Start at the line with "Target: fan motor housing" in the records below, stop at the line with "Target: window sill", and return every line in that span exactly, the two end lines included.

Stored data entries:
◆ ◆ ◆ ◆ ◆ ◆ ◆

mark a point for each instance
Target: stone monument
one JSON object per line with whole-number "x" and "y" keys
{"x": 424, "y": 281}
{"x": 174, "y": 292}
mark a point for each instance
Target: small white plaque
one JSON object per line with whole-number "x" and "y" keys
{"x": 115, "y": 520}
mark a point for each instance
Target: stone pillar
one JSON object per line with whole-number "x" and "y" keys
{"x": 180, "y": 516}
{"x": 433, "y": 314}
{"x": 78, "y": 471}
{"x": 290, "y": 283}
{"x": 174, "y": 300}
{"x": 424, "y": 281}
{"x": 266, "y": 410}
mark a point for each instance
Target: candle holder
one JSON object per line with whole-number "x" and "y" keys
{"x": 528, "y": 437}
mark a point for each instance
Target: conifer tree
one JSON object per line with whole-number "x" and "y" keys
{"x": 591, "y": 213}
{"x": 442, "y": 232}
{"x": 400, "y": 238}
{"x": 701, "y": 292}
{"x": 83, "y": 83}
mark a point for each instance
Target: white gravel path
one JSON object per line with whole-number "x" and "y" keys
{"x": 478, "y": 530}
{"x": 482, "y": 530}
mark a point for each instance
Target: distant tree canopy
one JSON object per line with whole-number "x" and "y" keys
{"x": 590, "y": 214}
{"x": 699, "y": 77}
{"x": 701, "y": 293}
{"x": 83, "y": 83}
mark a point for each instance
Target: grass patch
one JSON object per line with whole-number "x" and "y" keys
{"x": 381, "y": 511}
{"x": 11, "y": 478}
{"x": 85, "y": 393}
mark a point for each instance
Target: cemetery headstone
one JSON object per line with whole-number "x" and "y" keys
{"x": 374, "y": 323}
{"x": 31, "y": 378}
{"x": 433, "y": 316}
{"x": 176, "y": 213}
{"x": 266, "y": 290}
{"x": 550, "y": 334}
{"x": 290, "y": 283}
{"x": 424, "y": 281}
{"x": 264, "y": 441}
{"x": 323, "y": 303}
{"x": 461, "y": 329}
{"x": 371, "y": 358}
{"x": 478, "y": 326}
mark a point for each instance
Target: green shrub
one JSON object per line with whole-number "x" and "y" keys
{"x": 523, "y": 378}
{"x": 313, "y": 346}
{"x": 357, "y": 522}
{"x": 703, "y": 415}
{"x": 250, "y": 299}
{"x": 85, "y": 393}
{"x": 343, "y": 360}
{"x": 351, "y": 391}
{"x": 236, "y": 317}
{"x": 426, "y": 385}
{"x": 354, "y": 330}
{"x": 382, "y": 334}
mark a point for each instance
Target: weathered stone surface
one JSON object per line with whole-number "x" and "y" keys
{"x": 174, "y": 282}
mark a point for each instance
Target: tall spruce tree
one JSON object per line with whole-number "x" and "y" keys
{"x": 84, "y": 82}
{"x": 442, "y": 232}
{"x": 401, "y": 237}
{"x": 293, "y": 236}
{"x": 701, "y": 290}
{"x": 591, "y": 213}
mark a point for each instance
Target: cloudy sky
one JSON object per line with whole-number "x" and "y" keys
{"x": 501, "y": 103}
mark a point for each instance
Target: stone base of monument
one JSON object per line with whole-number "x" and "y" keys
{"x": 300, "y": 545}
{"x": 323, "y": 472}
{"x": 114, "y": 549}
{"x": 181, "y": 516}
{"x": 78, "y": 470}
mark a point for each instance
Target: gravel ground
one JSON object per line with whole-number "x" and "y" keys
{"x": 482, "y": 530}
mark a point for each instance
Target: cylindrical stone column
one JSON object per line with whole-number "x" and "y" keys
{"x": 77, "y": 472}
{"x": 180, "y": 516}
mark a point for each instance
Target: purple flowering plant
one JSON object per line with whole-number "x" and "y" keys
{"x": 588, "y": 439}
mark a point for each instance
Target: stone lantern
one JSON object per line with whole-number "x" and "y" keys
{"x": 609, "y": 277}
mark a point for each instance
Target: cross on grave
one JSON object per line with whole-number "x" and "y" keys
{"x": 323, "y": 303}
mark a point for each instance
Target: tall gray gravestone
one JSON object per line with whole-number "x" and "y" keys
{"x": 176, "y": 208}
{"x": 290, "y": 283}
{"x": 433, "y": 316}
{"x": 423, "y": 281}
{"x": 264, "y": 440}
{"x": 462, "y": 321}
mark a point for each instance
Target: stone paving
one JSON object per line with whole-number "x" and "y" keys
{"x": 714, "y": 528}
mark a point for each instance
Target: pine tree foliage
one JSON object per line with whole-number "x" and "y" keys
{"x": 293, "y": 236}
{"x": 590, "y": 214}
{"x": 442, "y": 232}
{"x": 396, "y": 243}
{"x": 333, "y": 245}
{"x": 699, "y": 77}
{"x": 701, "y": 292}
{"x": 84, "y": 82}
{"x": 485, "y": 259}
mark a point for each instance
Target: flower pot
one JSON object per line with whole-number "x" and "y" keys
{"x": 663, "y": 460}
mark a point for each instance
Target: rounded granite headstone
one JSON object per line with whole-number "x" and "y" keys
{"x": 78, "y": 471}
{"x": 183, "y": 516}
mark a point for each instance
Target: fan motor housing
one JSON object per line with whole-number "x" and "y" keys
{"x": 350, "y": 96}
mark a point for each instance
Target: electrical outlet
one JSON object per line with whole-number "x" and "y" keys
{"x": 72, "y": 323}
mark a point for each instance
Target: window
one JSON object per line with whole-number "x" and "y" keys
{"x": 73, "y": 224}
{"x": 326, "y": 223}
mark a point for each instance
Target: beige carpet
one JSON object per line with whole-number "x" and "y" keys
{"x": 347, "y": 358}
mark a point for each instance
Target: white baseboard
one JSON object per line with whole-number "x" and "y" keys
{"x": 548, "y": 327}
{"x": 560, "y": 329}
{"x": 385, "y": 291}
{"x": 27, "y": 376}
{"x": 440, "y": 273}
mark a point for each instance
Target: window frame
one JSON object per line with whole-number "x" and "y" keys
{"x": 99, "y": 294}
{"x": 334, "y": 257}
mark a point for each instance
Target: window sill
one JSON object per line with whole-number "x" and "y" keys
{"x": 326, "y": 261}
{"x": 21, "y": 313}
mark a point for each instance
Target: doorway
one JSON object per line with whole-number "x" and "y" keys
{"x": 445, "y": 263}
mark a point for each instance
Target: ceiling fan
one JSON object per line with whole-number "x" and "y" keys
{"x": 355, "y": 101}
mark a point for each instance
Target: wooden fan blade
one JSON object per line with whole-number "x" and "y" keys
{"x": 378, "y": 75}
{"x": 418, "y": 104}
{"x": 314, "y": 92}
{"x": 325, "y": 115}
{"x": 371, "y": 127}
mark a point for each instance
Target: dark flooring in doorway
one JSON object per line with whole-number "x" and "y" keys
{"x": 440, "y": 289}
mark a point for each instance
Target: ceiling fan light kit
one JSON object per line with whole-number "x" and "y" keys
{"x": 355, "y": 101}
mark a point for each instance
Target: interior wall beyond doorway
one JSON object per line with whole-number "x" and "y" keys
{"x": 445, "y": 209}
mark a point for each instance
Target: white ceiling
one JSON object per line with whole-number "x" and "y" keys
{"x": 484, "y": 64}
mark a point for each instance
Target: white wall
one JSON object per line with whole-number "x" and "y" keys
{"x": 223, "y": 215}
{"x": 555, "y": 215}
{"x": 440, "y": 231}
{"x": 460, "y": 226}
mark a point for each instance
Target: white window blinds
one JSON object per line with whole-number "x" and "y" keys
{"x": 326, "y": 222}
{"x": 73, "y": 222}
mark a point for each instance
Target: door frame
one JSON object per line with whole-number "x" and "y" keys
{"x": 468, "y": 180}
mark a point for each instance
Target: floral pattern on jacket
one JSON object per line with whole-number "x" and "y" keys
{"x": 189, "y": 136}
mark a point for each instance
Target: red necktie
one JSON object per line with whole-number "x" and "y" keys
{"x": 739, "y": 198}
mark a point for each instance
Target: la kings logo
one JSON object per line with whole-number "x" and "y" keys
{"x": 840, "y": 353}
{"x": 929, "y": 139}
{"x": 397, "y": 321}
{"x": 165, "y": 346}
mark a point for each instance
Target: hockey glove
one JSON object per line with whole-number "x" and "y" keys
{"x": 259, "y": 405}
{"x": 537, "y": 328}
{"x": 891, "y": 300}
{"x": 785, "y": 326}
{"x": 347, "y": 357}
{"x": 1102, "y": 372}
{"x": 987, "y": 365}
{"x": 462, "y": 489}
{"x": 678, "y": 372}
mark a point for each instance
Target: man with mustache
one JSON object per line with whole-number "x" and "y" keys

◆ ◆ ◆ ◆ ◆ ◆ ◆

Solution for this exercise |
Target: fan motor housing
one JSON object per line with whole-number "x" and "y" keys
{"x": 350, "y": 96}
mark a point for each instance
Target: electrical outlet
one JSON object per line with whole-number "x" and "y" keys
{"x": 72, "y": 323}
mark a point for each instance
Target: window
one JSON object per line with whole-number "x" and "y" keys
{"x": 73, "y": 224}
{"x": 326, "y": 223}
mark a point for each instance
Target: beige carpet
one JSON object per line with whole-number "x" and "y" keys
{"x": 347, "y": 358}
mark a point for each instance
Target: white baseboard
one JSON object per line with whole-number "x" and "y" keys
{"x": 548, "y": 327}
{"x": 560, "y": 329}
{"x": 385, "y": 291}
{"x": 27, "y": 376}
{"x": 440, "y": 273}
mark a point for each instance
Target: window frame
one JSON object per line with whole-number "x" and "y" keys
{"x": 99, "y": 294}
{"x": 334, "y": 257}
mark a point for each instance
Target: window sill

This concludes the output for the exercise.